_Problem details:_
Change every "in this photo" in the lines below to "in this image" and leave everything else unchanged.

• • • • • • •

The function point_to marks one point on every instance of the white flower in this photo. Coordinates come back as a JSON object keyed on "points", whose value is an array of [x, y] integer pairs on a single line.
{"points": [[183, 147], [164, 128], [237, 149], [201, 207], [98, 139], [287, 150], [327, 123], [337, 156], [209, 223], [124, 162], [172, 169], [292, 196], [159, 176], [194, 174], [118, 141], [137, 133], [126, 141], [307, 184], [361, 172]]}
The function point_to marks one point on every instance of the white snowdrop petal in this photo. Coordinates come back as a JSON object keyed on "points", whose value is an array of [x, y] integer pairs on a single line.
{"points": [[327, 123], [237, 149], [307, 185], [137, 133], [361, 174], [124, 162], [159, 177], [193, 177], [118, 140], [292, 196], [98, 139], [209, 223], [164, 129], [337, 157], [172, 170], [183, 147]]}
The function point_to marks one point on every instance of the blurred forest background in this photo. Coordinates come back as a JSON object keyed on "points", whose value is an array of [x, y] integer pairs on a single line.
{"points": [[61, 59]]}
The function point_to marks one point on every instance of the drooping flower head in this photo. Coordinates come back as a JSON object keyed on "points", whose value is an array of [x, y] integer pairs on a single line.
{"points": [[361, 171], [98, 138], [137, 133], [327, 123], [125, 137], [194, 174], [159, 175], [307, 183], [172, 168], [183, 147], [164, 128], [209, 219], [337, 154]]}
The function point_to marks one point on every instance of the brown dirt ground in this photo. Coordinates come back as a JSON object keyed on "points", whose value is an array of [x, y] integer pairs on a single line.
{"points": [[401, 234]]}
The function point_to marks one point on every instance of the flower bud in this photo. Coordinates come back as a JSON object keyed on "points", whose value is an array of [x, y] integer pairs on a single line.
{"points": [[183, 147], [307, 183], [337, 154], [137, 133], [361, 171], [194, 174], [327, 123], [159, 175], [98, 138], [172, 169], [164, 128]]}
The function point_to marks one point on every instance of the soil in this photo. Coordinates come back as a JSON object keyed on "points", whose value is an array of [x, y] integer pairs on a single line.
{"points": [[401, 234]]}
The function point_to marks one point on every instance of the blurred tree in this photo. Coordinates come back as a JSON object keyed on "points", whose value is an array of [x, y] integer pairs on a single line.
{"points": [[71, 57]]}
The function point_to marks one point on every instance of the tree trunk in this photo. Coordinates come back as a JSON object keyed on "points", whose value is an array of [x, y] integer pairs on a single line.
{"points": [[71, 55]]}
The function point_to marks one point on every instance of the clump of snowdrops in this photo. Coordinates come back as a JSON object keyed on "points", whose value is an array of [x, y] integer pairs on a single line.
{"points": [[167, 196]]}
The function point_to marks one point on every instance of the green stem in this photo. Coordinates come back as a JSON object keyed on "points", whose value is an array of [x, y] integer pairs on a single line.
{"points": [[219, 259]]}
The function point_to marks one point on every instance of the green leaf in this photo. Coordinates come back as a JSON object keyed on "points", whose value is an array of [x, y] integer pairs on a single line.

• • • • • • •

_Written solution:_
The function point_to marks one point on every instance of the white flower in this image. Coordinates come back as a JSON object keyed on "points", whose value is an array of [x, y] integer pairs on a single line.
{"points": [[183, 147], [164, 128], [237, 149], [201, 207], [98, 139], [287, 150], [327, 123], [337, 156], [209, 223], [124, 162], [172, 169], [292, 196], [159, 176], [194, 174], [118, 141], [137, 133], [126, 141], [307, 184], [361, 172]]}
The function point_to marks one point on every instance of the white snowdrop petal in this image. Coordinates come back as a JSON object keyed on "points", whose value is an array of [x, y] integer pairs on a single line.
{"points": [[327, 123], [237, 149], [307, 185], [137, 133], [361, 174], [124, 162], [159, 177], [193, 177], [118, 140], [292, 196], [98, 139], [209, 223], [164, 129], [337, 157], [172, 170], [183, 147]]}
The function point_to marks one point on every instance of the blurred forest background in this image. Coordinates come back as a JSON object keyed on "points", whose value is an array of [x, y] integer pairs on a single line.
{"points": [[61, 59]]}
The function point_to marks one point on every instance of the drooping flower head in this image. Coordinates come back as a JSON object keyed on "points", whose value is an array of [x, y] integer pairs on a single line.
{"points": [[361, 171], [98, 138], [137, 133], [327, 123], [125, 137], [194, 174], [159, 175], [307, 183], [172, 168], [183, 147], [164, 128], [209, 219], [337, 154]]}
The function point_to marks one point on every instance of the brown dirt ground in this image. Coordinates come back as a JSON object keyed on "points", whose value is an array of [x, y] integer pairs on a single line.
{"points": [[401, 234]]}
The function point_to marks one point on every instance of the flower bud in this image. Coordinates come back as a JSON object keyed on "points", whose value is an array of [x, y] integer pairs on a single line.
{"points": [[183, 147], [307, 183], [337, 154], [137, 133], [361, 171], [194, 174], [327, 123], [159, 175], [98, 138], [172, 169], [164, 128]]}
The function point_to marks one point on every instance of the soil in this image. Coordinates come back as a JSON object keyed on "points", whose value is an array of [x, y] integer pairs on a single line.
{"points": [[401, 234]]}
The function point_to marks one point on every instance of the blurred tree in this image. Coordinates come back as a JSON object keyed on "points", whose value is an array of [x, y] integer pairs on a single line.
{"points": [[71, 57]]}
The function point_to marks one point on every instance of the tree trunk in this image. Coordinates come back as a JSON object keyed on "points", whose value is an array of [x, y] integer pairs on a single line.
{"points": [[71, 55]]}
The function point_to marks one point on every instance of the clump of snowdrops in this image. Coordinates come back as a JSON object keyed on "points", whose value is an array of [x, y] integer pairs on a single line.
{"points": [[167, 196]]}
The function point_to marks one point on every instance of the green stem in this image. Coordinates come back as a JSON object keyed on "points", whose value is an array of [x, y] integer pairs on a single line.
{"points": [[219, 259]]}
The function point_to marks one point on every instance of the green leaf in this image. Coordinates come back as a JSON object keyed on "points", whose value is an array of [x, y] integer pairs on a single line.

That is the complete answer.